Action item ::
Among the entries, find the lines with the string "green" and report them.

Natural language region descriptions
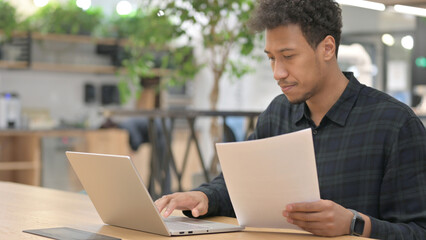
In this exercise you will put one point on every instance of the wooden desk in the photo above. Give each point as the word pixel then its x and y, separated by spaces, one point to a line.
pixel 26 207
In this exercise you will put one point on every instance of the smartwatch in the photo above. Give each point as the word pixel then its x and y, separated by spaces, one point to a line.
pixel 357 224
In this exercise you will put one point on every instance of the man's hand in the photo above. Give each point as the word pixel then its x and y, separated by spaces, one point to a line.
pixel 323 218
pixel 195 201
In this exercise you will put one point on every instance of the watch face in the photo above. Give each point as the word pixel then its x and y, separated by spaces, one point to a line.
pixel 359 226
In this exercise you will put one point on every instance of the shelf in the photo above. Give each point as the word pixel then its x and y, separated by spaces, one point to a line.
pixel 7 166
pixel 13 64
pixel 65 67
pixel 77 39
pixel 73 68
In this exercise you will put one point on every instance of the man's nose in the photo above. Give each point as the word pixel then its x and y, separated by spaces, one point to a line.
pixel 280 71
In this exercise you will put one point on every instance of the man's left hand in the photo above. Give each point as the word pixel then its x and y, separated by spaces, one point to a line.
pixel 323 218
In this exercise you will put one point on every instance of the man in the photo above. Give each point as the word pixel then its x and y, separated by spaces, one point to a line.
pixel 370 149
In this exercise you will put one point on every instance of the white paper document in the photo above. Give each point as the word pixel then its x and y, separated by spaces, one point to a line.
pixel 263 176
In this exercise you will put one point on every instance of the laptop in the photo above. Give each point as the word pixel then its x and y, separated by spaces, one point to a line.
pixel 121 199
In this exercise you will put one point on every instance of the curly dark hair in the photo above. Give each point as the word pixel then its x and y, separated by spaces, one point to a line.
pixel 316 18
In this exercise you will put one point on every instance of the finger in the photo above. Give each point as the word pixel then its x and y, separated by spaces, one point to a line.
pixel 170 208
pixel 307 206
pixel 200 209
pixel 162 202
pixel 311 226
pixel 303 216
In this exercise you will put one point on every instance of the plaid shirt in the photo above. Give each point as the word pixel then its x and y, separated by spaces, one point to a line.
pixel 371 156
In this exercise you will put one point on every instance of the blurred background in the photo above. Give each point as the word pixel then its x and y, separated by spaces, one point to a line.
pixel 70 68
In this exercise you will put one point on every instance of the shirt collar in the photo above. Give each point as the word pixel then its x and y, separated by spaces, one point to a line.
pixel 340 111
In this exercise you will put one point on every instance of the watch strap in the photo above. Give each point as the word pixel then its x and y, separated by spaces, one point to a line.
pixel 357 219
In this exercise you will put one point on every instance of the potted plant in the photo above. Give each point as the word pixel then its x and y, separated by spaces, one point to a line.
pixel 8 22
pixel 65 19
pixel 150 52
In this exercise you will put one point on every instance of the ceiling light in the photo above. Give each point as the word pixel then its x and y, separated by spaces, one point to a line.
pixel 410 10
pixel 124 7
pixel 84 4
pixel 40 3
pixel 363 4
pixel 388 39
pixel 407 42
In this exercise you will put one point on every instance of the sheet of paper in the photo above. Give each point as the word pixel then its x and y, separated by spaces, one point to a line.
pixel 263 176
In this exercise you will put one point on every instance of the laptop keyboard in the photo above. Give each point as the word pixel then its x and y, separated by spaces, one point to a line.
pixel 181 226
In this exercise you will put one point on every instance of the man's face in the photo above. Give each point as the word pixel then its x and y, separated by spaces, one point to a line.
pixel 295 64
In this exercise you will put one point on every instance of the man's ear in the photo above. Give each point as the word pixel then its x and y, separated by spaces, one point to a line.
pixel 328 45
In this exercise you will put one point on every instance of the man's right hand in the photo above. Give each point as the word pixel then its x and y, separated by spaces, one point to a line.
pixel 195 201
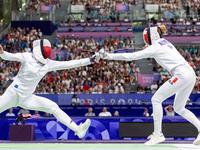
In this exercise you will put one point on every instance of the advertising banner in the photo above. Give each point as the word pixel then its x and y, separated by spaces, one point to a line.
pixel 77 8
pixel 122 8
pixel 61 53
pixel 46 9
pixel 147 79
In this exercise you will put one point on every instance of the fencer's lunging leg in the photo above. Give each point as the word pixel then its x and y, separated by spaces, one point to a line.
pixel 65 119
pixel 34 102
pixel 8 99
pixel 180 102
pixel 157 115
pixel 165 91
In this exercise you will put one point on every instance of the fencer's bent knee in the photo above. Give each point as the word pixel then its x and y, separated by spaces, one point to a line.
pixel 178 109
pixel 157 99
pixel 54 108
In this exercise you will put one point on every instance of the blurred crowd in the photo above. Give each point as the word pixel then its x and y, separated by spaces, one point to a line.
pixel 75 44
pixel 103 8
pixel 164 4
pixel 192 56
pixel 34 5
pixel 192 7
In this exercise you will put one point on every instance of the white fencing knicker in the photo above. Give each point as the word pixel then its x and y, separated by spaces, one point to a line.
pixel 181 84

* * *

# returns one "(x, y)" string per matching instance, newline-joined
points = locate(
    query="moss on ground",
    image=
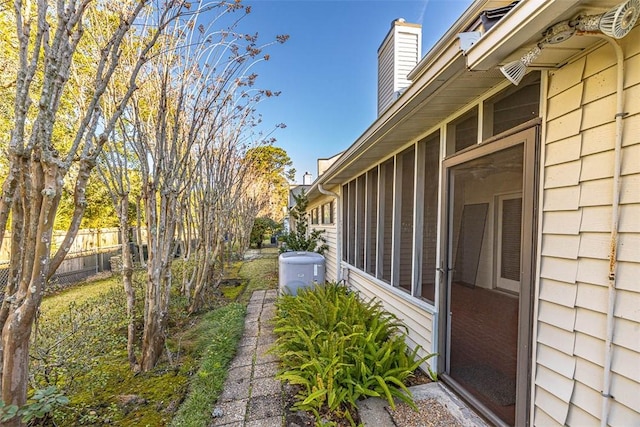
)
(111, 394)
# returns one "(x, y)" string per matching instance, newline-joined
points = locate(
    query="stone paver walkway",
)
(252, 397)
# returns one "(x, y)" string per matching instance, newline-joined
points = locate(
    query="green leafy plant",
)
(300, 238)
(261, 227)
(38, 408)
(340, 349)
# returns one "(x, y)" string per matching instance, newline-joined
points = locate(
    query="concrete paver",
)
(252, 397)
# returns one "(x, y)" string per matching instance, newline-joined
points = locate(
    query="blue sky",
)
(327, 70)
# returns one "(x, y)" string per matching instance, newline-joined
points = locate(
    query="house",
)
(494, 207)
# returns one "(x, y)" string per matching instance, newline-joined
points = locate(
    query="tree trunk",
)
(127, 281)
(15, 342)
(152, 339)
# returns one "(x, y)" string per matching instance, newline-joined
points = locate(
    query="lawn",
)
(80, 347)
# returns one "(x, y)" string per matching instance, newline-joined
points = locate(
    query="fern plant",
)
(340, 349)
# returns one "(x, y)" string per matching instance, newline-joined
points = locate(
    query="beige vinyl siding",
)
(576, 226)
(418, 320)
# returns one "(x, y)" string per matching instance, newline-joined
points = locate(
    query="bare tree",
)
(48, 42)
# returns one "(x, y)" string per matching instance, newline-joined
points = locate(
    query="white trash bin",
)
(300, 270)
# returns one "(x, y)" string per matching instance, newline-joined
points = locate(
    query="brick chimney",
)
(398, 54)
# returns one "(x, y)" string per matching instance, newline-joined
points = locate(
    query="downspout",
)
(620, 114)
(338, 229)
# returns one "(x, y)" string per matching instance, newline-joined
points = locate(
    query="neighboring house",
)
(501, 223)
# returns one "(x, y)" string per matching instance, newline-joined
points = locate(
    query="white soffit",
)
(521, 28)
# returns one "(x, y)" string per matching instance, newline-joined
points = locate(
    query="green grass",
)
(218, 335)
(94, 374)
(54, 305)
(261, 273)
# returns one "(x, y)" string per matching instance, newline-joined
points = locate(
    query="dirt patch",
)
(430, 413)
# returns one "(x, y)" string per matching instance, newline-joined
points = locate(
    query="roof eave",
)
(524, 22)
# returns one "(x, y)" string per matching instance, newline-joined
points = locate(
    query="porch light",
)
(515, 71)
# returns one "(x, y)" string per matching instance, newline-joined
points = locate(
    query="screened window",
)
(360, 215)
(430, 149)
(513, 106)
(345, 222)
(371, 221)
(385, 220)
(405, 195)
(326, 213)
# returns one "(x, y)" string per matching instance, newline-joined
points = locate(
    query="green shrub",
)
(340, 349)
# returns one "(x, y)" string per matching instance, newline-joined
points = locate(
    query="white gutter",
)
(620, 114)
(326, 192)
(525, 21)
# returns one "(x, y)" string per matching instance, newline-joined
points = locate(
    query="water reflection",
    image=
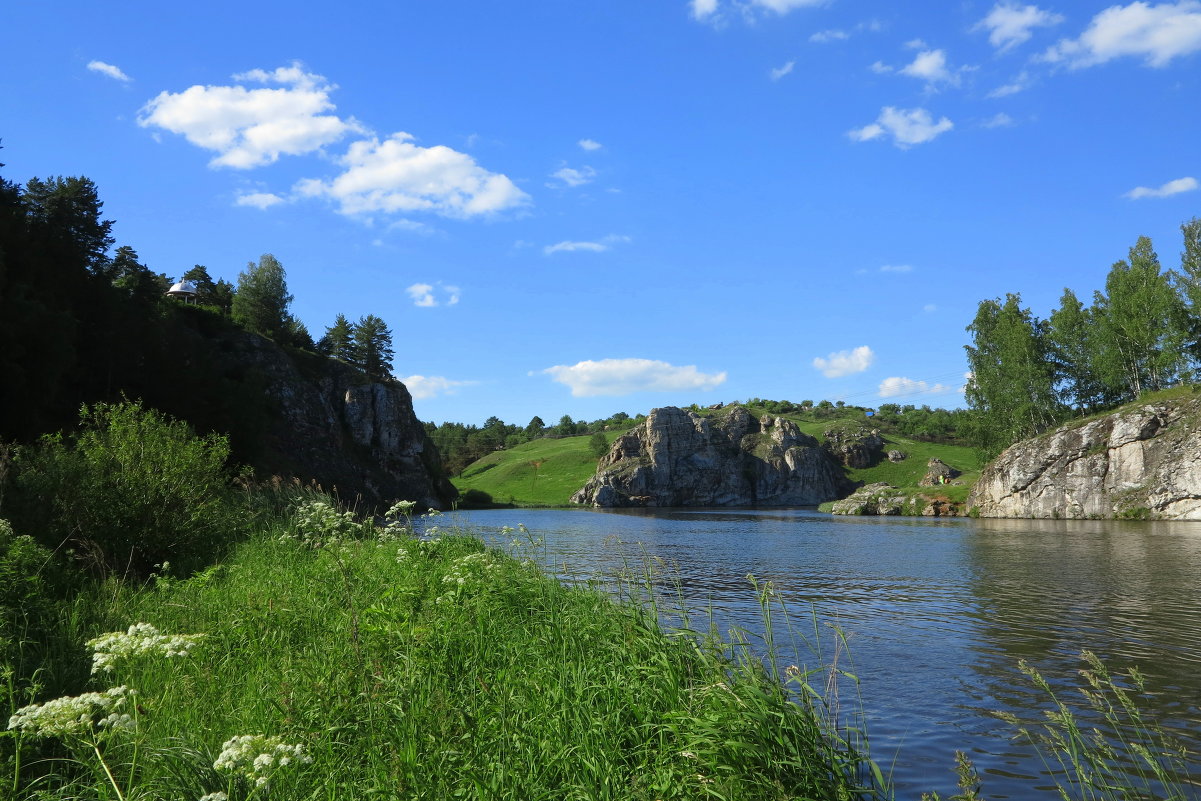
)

Solution ::
    query="green leafy plant",
    query="green grass",
    query="green shrub",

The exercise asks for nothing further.